- What the task requires:
Copy everything from the line containing "of the jersey" down to the line containing "x=449 y=412", swapping "white sock" for "black sock" and leaving the rest unchanged.

- Given entries:
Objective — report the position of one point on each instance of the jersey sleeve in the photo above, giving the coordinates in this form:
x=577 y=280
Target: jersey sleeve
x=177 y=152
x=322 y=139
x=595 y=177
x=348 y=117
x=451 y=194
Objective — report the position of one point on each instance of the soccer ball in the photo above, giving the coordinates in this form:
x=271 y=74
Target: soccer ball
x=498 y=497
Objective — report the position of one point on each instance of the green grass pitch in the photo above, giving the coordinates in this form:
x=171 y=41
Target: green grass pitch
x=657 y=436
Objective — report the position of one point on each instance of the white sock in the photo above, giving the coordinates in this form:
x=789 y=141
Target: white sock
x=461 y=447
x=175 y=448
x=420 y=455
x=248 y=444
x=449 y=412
==
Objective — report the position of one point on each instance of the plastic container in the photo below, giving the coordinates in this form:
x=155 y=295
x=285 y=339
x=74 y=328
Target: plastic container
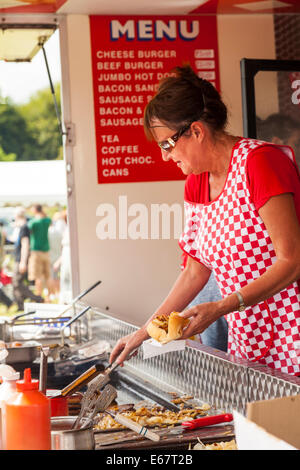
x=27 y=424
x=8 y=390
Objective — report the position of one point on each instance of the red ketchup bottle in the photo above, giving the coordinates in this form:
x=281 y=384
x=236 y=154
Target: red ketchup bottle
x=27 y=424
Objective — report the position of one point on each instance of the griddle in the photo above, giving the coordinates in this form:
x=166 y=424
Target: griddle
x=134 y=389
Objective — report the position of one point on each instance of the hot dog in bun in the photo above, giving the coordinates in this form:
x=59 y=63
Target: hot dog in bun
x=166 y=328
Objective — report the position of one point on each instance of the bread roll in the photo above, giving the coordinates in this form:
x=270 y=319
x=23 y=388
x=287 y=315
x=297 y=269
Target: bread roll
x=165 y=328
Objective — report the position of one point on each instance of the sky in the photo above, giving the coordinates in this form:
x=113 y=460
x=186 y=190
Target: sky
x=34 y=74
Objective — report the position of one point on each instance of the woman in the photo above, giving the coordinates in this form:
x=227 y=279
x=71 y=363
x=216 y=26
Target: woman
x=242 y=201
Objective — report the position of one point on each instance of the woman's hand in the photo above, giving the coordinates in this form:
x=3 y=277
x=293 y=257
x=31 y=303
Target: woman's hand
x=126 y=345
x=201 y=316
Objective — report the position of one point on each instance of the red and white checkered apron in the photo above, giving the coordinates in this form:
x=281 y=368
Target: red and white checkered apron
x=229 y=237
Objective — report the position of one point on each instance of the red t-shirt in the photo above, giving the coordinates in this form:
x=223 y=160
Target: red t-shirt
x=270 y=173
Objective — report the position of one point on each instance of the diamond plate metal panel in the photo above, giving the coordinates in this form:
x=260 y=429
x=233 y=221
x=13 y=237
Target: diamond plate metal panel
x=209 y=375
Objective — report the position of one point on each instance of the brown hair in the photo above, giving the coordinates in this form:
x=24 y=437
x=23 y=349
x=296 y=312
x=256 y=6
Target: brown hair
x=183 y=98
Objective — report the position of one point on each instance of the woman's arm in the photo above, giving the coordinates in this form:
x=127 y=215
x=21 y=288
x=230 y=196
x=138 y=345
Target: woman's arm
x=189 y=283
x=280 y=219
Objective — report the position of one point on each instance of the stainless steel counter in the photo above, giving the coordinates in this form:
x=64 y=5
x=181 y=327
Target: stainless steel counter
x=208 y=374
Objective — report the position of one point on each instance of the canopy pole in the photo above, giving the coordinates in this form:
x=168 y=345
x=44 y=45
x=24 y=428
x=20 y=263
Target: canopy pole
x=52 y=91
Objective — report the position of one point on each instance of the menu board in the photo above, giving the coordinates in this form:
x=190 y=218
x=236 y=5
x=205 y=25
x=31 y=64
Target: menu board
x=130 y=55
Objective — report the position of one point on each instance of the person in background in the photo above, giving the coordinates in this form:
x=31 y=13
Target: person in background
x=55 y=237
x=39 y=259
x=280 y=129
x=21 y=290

- Solution to this problem:
Objective — report the position of one point on each instance of the jersey sleeve in the photo above, giving the coordinates in this form:
x=577 y=280
Target: jersey sleeve
x=177 y=152
x=322 y=139
x=595 y=177
x=348 y=117
x=451 y=194
Objective — report the position of one point on each instance of the soccer ball in the photo above, giving the coordinates in this form:
x=271 y=74
Target: soccer ball
x=498 y=497
Objective — report the position of one point on each instance of the green grass pitch in the photo above, giving the coordinates in this form:
x=171 y=41
Target: green grass pitch
x=657 y=436
Objective — report the position of one point on each instance of the black sock in the photo above, giving the coordinates in this form:
x=789 y=141
Target: black sock
x=461 y=447
x=175 y=448
x=420 y=455
x=248 y=444
x=449 y=412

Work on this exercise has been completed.